◆ **WORK TO COMPLETE**
Update the entries below, changing "locates" to "marks" everywhere and leaving all other text unchanged. Omit the pictures from your answer.

=== DATA FOR THIS TASK ===

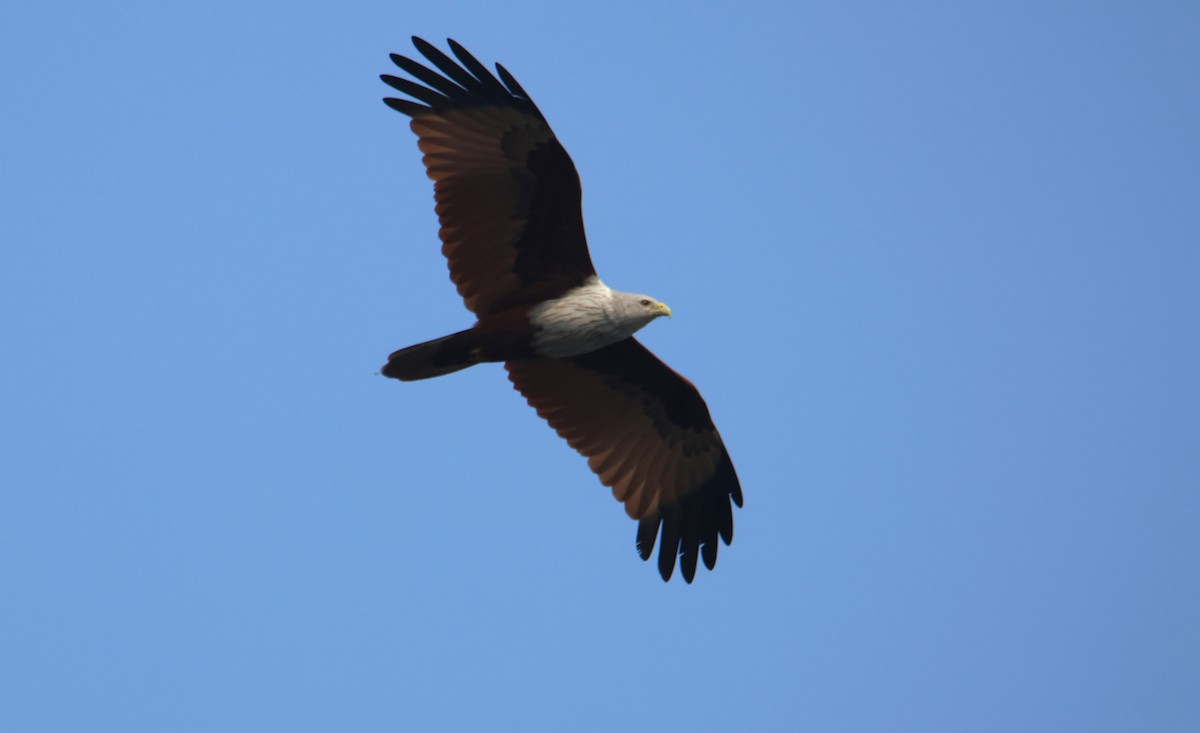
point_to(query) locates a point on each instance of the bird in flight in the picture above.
(508, 199)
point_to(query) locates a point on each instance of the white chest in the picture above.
(580, 322)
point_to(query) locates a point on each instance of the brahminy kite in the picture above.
(508, 199)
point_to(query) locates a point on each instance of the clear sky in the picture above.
(935, 269)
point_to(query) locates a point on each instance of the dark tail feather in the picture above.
(431, 359)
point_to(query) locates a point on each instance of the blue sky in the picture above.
(935, 269)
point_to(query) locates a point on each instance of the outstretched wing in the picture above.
(647, 433)
(508, 194)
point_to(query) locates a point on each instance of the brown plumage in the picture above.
(508, 198)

===

◆ **TASK OUTPUT**
point_to(query) marks a point on each instance of the bird in flight in the picture above.
(508, 199)
point_to(query) marks a point on each instance of the white chest in the picture above.
(580, 322)
point_to(query) marks a point on each instance of the brahminy kite in the picture above.
(508, 199)
point_to(query) marks a point on each instance of the clear sky in the picture above.
(935, 269)
point_to(query) marks a point on each instance of the dark tail feather in the picture above.
(431, 359)
point_to(query) marks a point on each instance of the blue sky in the picture above.
(935, 269)
point_to(query) marks a point on each instance of the outstretched wing in the picture above.
(647, 433)
(508, 194)
point_to(query) marks a point on each instance of the brown plumage in the picture above.
(508, 198)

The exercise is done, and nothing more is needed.